#### Records shown:

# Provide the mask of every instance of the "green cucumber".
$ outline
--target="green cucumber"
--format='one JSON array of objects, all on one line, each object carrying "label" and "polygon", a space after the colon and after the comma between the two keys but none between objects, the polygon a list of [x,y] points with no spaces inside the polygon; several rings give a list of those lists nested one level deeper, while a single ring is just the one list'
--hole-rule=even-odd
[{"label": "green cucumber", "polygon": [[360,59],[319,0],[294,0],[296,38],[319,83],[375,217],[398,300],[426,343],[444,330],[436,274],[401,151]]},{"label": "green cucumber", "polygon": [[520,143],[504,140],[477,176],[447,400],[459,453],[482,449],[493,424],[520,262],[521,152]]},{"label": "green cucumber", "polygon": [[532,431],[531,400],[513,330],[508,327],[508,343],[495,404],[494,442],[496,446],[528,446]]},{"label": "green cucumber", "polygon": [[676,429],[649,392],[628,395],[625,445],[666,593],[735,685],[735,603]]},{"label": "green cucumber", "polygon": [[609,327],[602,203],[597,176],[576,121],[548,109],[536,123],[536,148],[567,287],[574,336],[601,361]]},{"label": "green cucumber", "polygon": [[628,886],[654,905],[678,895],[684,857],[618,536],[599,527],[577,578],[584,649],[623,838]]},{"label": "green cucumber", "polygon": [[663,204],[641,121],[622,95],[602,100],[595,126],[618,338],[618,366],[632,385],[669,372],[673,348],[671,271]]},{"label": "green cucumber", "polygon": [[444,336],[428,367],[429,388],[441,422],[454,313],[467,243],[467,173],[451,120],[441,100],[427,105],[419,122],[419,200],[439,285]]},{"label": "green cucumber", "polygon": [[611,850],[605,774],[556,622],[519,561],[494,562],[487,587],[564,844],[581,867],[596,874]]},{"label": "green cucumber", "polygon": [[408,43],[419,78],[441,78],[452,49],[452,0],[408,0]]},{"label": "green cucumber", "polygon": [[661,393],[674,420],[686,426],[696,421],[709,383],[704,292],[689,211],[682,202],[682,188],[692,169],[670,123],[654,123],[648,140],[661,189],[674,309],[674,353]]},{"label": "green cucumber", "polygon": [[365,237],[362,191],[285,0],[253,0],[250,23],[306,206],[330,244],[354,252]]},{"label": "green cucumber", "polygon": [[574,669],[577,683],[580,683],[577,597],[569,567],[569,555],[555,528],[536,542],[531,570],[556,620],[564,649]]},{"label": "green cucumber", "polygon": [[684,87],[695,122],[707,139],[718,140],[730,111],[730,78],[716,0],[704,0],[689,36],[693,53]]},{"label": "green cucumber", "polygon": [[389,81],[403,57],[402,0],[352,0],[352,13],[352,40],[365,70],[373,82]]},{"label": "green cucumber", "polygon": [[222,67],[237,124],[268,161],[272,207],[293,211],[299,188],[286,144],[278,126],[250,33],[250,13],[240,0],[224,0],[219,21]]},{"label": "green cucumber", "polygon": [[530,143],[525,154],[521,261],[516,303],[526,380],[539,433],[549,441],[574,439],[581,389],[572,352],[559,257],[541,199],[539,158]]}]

#### Task to complete:
List every line of the rows above that contains the string "objects". Uppercase and lowercase letters count as different.

#### Result below:
--format='one JSON array of objects, all on one line, each object carrying "label" and "polygon", a space after the colon and after the comma between the two keys but none between objects, the polygon a list of [x,y] points with no spaces inside the polygon; several rings give a list of those lists nested one level deeper, while a single ring is just the one list'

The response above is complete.